++++ The input ++++

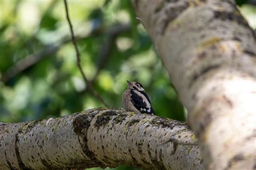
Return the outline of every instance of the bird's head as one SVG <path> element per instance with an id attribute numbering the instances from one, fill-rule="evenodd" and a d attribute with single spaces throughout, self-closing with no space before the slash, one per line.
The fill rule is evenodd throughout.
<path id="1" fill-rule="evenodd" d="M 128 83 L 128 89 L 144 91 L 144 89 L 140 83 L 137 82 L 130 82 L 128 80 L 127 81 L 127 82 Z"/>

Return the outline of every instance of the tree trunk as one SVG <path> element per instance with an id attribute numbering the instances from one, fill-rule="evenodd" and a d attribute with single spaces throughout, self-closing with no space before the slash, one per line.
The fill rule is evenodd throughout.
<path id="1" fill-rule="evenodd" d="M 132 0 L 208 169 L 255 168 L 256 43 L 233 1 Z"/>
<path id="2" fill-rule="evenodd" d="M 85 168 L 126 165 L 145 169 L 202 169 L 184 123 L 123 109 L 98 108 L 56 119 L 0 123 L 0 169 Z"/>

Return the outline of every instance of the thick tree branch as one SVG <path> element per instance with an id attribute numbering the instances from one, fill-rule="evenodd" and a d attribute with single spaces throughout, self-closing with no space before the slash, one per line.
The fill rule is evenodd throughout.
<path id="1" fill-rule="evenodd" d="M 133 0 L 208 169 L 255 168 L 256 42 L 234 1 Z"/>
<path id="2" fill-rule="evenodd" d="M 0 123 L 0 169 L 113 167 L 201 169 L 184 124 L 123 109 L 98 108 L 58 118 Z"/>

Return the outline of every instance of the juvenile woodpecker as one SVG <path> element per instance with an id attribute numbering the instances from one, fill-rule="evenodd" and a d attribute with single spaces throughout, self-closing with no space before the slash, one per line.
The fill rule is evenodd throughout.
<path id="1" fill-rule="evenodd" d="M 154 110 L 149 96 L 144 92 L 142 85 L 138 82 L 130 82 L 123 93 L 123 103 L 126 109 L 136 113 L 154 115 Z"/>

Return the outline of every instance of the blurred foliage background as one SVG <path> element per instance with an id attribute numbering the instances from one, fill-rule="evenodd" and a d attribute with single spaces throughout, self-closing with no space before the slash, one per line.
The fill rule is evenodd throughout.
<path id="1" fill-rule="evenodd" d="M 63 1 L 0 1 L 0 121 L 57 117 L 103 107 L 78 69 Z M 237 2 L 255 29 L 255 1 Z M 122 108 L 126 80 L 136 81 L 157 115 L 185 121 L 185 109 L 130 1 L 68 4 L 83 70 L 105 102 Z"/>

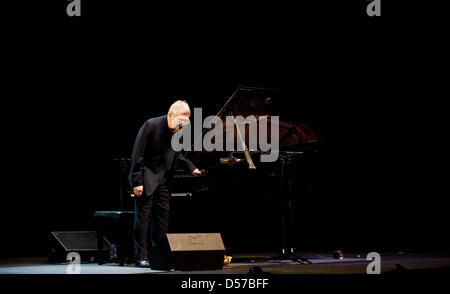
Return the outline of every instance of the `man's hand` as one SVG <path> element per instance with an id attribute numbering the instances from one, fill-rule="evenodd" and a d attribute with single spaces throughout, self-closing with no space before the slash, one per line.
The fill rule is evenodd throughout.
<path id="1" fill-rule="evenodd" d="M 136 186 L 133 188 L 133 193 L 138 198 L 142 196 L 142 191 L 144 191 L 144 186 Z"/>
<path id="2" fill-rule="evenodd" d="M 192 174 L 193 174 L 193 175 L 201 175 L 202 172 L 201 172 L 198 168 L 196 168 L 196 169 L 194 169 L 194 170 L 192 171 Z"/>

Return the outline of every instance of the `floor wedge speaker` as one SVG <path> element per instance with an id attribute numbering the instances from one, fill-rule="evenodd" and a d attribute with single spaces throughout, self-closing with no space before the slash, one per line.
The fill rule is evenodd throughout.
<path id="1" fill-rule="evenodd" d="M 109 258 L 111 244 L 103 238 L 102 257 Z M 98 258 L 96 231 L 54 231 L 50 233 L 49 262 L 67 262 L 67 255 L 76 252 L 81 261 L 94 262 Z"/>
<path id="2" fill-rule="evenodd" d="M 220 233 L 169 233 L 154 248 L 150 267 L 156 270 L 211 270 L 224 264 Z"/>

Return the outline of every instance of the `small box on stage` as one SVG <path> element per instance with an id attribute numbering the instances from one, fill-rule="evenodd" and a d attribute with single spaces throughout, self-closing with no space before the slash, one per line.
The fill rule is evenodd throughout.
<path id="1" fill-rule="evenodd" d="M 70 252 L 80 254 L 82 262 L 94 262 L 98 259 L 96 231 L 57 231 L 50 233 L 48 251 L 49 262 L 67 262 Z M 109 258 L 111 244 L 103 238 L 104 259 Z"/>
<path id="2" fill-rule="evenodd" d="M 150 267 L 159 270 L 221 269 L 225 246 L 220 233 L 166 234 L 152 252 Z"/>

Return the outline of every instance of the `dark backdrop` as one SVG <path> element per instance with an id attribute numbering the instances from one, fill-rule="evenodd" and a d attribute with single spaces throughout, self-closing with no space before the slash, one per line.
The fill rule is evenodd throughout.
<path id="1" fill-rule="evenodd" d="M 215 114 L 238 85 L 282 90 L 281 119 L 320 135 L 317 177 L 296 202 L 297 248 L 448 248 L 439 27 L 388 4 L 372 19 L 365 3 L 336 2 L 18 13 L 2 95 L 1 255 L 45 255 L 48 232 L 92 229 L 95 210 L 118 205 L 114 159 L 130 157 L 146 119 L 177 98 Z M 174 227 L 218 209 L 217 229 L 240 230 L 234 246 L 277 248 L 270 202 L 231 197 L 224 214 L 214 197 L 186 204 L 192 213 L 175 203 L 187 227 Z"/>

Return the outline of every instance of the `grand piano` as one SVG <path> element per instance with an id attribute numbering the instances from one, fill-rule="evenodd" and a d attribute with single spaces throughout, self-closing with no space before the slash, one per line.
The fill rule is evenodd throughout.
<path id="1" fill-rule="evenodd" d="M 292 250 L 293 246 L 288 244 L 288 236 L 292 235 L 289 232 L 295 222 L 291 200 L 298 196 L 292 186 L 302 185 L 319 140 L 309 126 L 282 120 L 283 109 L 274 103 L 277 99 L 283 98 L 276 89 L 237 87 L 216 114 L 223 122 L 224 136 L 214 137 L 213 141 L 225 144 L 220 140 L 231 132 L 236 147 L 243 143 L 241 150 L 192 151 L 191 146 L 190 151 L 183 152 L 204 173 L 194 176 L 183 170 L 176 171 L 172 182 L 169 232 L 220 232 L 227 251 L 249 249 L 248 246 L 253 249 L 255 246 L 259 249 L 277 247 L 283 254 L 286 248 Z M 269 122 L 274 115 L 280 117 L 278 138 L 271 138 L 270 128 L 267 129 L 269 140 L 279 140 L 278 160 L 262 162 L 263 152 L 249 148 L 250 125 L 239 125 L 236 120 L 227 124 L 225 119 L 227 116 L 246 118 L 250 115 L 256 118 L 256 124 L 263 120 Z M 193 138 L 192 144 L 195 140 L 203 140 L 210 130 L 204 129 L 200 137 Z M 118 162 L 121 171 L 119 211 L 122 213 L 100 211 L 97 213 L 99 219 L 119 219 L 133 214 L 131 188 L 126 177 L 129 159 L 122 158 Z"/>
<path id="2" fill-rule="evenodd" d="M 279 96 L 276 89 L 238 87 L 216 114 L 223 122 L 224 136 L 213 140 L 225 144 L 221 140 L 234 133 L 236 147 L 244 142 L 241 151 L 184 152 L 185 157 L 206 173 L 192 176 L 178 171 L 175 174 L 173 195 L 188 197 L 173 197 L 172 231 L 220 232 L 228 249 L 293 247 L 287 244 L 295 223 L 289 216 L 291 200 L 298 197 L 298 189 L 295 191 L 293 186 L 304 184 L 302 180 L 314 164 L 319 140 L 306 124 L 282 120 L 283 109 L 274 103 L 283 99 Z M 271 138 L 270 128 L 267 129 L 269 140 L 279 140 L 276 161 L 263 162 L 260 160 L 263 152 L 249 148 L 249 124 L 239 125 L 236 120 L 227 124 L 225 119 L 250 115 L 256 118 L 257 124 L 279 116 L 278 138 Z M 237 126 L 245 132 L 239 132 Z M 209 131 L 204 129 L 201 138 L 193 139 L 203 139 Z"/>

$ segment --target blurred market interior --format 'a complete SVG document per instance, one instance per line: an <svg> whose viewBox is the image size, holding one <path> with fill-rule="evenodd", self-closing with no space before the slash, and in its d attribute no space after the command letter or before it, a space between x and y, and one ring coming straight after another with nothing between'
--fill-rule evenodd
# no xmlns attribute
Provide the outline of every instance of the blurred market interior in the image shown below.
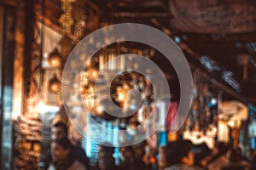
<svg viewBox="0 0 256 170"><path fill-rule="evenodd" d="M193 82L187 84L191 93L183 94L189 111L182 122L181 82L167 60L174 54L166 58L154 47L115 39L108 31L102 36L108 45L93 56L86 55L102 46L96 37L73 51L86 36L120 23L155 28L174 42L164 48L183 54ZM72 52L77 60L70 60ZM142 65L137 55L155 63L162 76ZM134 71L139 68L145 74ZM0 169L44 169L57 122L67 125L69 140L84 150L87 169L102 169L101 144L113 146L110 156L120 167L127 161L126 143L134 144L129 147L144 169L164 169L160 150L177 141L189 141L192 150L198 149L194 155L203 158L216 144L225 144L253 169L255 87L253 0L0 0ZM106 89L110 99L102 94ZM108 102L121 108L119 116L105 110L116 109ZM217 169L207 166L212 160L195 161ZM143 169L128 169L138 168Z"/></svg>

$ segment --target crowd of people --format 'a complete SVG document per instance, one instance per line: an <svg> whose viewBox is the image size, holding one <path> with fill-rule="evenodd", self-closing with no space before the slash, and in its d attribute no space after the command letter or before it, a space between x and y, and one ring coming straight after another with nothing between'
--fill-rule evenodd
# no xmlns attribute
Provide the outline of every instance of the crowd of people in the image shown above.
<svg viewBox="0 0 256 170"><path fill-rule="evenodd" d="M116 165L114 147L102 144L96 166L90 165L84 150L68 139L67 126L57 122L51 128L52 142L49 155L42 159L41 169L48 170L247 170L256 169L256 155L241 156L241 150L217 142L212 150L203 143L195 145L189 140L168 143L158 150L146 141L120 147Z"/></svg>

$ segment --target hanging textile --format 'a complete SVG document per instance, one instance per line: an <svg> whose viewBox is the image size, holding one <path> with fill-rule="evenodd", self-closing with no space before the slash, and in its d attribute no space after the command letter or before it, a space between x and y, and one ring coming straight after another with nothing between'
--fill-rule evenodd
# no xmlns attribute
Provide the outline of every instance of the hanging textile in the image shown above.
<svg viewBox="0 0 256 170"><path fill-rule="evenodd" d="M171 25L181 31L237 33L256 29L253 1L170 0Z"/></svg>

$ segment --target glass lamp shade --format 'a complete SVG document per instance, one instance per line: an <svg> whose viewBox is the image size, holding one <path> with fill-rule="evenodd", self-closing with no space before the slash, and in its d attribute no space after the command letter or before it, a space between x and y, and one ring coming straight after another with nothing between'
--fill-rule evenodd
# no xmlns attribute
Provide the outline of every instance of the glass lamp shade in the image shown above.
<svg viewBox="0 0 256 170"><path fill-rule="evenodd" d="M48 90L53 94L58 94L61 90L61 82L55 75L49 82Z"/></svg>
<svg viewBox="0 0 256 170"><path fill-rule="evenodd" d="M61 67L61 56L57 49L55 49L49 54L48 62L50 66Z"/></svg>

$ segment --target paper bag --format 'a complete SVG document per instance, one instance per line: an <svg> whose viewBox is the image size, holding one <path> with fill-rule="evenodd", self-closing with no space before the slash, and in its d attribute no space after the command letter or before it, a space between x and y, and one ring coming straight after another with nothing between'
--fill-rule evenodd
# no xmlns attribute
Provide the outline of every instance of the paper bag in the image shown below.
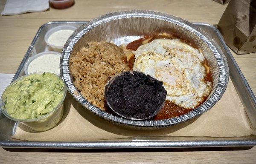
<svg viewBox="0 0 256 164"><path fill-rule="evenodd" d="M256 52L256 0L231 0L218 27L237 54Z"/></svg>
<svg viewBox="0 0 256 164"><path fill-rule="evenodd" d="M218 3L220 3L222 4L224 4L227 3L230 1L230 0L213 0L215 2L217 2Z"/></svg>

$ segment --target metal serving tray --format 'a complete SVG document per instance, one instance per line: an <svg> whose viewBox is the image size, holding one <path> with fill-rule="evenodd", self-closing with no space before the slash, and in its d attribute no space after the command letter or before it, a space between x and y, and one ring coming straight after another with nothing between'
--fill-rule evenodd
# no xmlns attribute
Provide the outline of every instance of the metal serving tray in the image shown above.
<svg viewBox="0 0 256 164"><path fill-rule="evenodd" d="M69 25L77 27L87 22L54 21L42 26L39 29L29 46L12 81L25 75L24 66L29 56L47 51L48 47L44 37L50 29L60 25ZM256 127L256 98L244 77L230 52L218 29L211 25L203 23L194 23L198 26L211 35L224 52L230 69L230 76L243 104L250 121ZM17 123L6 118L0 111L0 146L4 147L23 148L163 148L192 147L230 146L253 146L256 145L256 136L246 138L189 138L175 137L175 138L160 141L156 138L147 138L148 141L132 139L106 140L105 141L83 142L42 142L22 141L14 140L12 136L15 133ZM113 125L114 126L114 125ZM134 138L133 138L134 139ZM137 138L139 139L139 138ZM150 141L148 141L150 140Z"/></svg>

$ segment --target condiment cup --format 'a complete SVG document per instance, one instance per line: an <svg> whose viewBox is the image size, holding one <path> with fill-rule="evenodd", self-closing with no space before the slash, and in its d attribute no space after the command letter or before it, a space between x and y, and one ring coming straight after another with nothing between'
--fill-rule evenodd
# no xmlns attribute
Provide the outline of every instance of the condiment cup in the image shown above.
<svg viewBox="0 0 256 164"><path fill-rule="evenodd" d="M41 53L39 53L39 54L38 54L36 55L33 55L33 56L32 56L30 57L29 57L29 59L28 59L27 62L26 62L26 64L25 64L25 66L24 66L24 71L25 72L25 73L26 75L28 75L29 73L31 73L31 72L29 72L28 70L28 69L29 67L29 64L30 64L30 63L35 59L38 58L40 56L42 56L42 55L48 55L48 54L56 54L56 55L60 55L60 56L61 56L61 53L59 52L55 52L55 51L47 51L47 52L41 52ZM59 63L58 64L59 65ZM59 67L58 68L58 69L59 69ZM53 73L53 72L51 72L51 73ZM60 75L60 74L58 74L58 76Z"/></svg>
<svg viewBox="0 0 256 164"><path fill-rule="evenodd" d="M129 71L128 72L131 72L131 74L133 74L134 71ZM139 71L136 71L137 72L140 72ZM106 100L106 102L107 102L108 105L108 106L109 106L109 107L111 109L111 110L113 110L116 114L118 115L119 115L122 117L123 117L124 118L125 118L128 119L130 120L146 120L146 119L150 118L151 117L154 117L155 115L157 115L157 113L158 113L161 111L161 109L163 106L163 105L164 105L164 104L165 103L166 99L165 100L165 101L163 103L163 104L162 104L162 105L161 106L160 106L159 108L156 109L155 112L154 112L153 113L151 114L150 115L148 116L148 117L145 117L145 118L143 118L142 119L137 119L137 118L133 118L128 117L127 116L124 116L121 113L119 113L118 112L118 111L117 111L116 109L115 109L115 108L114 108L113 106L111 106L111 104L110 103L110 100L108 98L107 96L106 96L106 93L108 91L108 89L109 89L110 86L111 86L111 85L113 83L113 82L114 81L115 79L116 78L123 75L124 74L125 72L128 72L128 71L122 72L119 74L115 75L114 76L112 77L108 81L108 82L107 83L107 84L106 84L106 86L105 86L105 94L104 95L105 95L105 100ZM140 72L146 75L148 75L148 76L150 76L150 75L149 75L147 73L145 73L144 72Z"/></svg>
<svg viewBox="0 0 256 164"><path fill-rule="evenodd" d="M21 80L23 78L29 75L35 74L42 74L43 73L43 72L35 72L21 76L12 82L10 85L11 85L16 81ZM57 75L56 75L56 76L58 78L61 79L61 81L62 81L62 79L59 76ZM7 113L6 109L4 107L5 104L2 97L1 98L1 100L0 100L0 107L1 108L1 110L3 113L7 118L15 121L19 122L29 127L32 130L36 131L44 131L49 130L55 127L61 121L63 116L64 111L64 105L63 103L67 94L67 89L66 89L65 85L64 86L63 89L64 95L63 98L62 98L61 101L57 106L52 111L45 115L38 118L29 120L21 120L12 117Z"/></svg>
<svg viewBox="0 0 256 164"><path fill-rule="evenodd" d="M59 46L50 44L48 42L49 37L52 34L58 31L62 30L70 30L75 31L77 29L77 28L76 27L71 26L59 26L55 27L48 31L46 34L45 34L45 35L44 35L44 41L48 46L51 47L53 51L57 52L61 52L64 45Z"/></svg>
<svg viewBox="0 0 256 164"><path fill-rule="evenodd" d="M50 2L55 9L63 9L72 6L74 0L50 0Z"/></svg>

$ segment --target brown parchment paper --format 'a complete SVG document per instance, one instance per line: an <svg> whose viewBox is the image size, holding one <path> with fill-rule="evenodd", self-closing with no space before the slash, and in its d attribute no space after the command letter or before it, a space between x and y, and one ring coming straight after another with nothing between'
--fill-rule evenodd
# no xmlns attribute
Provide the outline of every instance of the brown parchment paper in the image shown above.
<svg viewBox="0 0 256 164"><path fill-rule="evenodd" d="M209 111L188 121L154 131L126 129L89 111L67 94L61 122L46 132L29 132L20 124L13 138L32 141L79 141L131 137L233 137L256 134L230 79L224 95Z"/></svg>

++++

● **What is asked**:
Lay out the records as a numbered list, from their beginning through the line that contains "0 169 L 113", with both ends included. Omit the pictures and any blank lines.

● **Task solution**:
1. Return the outline of every instance of the bird's head as one SVG <path> element per instance with an id attribute numbering the instances from one, fill-rule="evenodd" and a d attribute with single spaces throughout, self-closing with no space before the slash, one per line.
2. The fill rule is evenodd throughout.
3. <path id="1" fill-rule="evenodd" d="M 128 83 L 128 89 L 144 91 L 144 89 L 140 83 L 137 82 L 130 82 L 128 80 L 127 81 L 127 82 Z"/>
4. Return the outline of every instance of the tree trunk as one SVG <path> element per instance with an id attribute numbering the instances from one, fill-rule="evenodd" and a d attribute with single spaces throughout, self-closing with no space before the slash, one per line.
5. The fill rule is evenodd throughout.
6. <path id="1" fill-rule="evenodd" d="M 132 0 L 208 169 L 255 168 L 256 43 L 233 1 Z"/>
7. <path id="2" fill-rule="evenodd" d="M 85 168 L 126 165 L 145 169 L 202 169 L 184 123 L 123 109 L 98 108 L 56 119 L 0 123 L 0 169 Z"/>
8. Return the outline of every instance of the thick tree branch as one SVG <path> element per instance with an id attribute numbering the instances from one, fill-rule="evenodd" and a d attribute with single spaces throughout, self-closing with no space before the slash, one per line.
9. The fill rule is evenodd throughout.
10. <path id="1" fill-rule="evenodd" d="M 133 0 L 208 169 L 255 168 L 256 42 L 234 1 Z"/>
11. <path id="2" fill-rule="evenodd" d="M 0 123 L 0 169 L 113 167 L 201 169 L 184 124 L 123 109 L 98 108 L 58 118 Z"/>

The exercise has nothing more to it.